• WHAT THE TASK REQUIRES:
Copy out the lines of the data below, beginning with the line that contains "The scan above contains the dark" and continuing through the line that contains "[558,309,598,327]", both included. Reproduce only those lines.

Object detection data
▼

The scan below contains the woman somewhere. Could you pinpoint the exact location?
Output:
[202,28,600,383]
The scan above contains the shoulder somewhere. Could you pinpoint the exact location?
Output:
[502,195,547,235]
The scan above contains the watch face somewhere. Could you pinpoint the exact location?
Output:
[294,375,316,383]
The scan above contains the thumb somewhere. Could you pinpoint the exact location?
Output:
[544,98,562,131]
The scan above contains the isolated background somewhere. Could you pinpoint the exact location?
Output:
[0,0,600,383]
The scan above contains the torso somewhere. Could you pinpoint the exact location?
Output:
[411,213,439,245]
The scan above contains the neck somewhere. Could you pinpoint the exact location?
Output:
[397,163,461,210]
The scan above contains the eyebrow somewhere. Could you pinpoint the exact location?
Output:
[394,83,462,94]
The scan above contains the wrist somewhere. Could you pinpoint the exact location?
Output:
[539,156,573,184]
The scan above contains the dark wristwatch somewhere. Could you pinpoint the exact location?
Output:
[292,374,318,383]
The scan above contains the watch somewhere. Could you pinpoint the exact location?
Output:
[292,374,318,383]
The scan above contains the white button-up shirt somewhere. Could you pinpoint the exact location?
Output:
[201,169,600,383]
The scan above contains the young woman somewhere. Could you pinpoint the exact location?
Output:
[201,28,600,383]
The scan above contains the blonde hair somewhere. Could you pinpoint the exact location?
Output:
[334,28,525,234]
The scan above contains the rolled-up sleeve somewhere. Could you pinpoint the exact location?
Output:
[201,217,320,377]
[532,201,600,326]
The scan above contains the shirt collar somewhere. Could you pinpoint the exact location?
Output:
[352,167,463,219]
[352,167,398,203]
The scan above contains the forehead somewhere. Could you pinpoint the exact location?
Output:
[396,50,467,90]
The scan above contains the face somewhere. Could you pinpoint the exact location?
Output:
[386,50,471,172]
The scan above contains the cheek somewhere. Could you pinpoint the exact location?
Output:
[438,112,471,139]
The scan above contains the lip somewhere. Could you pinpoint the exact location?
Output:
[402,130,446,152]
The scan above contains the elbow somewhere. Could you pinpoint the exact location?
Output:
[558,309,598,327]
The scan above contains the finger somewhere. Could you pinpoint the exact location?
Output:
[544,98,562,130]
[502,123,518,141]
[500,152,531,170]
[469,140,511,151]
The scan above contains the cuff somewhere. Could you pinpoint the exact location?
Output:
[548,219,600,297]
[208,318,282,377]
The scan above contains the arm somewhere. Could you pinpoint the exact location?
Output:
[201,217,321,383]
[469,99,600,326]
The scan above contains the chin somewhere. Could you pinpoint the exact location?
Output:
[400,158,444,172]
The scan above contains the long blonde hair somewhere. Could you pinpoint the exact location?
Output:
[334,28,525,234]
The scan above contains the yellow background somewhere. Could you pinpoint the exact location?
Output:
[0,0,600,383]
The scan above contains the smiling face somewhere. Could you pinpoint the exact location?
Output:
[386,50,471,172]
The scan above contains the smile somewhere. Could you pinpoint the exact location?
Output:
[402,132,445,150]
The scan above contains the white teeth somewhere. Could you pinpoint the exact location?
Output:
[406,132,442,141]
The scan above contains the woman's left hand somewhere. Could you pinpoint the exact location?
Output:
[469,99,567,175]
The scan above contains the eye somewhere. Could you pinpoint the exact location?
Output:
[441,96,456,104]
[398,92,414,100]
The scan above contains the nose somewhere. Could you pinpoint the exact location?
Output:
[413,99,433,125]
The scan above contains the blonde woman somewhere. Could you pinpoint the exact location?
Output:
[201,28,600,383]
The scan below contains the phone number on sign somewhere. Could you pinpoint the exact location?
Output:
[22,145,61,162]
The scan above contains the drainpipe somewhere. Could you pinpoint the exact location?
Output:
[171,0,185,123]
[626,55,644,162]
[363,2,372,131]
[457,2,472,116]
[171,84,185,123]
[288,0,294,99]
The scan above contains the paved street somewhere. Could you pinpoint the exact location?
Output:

▲

• CORRECT OUTPUT:
The scan above contains the dark wristwatch somewhere. Could you pinpoint the exact location?
Output:
[292,374,318,383]
The scan above contains the watch somewhere. Could you pinpoint the exact location?
Output:
[292,374,318,383]
The scan above contains the white button-up shirt somewhere. Could you pinpoint the exact location?
Output:
[201,169,600,383]
The scan above contains the young woman somewhere. Could you pinpoint the exact location?
Output:
[201,28,600,383]
The scan above contains the blonde hair somewhere. Could you pinpoint the exact location?
Output:
[334,28,525,234]
The scan above contains the rolled-up sleeve somewhere. Could you pinpoint the exact location?
Output:
[201,217,320,377]
[532,201,600,326]
The scan above contains the shirt collar somewhere. Could you pinpoint the exact location?
Output:
[352,167,463,219]
[352,167,398,203]
The scan above contains the forehead somewhere. Could you pinpoint the exact location?
Output:
[396,50,467,90]
The scan above contains the face somewhere. Could you pinpoint the exact location?
Output:
[386,50,471,172]
The scan above contains the cheek somewhere. Could you pinpoint the exact location?
Output:
[438,112,471,139]
The scan above contains the lip somewhere. Could you pinpoint the exact location?
Output:
[402,130,446,152]
The scan above contains the elbow somewhere. Could you pinpoint the exact location?
Output:
[558,309,598,327]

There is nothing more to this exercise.